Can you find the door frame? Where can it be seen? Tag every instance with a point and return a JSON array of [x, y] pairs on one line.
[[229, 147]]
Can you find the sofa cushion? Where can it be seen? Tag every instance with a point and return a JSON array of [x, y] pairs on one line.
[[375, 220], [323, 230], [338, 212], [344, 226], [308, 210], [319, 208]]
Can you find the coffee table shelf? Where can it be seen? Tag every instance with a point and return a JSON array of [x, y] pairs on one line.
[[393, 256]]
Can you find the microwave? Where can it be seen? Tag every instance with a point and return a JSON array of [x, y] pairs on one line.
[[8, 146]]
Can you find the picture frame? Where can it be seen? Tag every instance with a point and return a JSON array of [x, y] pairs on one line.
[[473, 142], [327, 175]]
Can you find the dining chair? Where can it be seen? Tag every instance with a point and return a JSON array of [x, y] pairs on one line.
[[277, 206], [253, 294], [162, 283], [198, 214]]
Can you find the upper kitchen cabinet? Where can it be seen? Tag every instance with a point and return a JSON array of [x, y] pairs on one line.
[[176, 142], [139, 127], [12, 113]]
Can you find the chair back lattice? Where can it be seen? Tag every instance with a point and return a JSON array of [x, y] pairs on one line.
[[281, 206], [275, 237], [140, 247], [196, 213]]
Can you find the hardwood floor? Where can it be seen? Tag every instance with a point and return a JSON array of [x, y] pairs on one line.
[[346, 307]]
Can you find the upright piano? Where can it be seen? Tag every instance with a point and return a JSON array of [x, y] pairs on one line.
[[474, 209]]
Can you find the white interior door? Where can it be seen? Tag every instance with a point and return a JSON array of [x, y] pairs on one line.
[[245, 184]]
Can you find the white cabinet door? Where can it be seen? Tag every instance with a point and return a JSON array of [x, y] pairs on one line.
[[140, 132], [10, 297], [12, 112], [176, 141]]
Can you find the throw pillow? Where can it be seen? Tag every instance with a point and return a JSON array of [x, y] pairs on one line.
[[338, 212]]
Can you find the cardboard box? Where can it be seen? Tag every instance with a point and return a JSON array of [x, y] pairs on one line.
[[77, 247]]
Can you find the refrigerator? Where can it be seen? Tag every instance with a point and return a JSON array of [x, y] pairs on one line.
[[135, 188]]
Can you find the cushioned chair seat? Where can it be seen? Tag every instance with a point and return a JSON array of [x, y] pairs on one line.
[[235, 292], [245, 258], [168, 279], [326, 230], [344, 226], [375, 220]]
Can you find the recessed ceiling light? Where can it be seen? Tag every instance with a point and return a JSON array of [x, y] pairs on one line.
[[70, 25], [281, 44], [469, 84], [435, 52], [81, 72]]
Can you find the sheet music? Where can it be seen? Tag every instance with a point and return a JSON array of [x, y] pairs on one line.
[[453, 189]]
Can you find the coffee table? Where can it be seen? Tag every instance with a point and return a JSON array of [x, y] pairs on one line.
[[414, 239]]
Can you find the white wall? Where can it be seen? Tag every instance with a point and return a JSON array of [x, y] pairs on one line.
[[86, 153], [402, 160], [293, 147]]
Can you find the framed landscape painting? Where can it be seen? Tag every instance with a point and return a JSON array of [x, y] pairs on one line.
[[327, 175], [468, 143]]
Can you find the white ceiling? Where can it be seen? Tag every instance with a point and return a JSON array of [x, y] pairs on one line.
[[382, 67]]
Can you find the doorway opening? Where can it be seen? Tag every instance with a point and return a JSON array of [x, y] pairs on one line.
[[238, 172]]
------------------------------
Copy the lines of data above, starting at the line that contains "Can you find the picture" and ending after the line that contains "[[135, 188]]". Keep all wording as it is, but multiply every x and y coordinate in the bracketed lists by 1.25 and round each to a whole number, with halves rounded up.

Can you find the picture frame? Where can it be seen? Tag every instance with a point and return a JSON array of [x, y] pairs on one line.
[[591, 178], [409, 219]]
Can you find the dining chair? Where can it be seen? Tag every instance with a point and return a JSON array of [x, y] pairs on one line.
[[346, 258], [316, 368], [203, 354], [248, 268]]
Can you find the upper kitchen cabinet? Where can it be seen? Tag every instance with a point and return a JSON array of [x, y] pairs on one line.
[[220, 178], [174, 159], [15, 141]]
Can you find the chair back lattice? Where can it be seen? Tag every instance with a point and return a JSON array of [x, y] pairs on one line.
[[351, 258], [344, 296], [175, 309], [245, 266]]
Can you find the hardwood floor? Where can it be seen? Tag every instance with a point and return a JSON array of [x, y] pairs on one line.
[[433, 384]]
Can you find the upright piano? Where can it be seen? Tag every instance with a point and return a JSON array of [x, y] pairs on one line.
[[593, 261]]
Can you find the white interior door? Where can it be seen? Tag every instance with a point and return a JSON array of [x, y] pairs on one line.
[[306, 230]]
Can you find the white cabinet door? Where can it be seen? Tag every instance with a point and return a JSON array of [x, y] pairs on one line.
[[175, 165], [13, 371], [15, 140], [220, 176]]
Can you find the throw pillow? Where can it be seen? Tag every instance with a point and return a JSON array of [x, y] pairs on one line.
[[423, 265]]
Can you find the cardboard box? Where can it be seen? Tag every instance with a point and return a JSON array of [x, y] pairs on one line.
[[96, 309]]
Can you find the refrigerator? Where can it be seen? Tag every instance with a point and return a JSON array of [x, y] pairs on one line.
[[169, 235]]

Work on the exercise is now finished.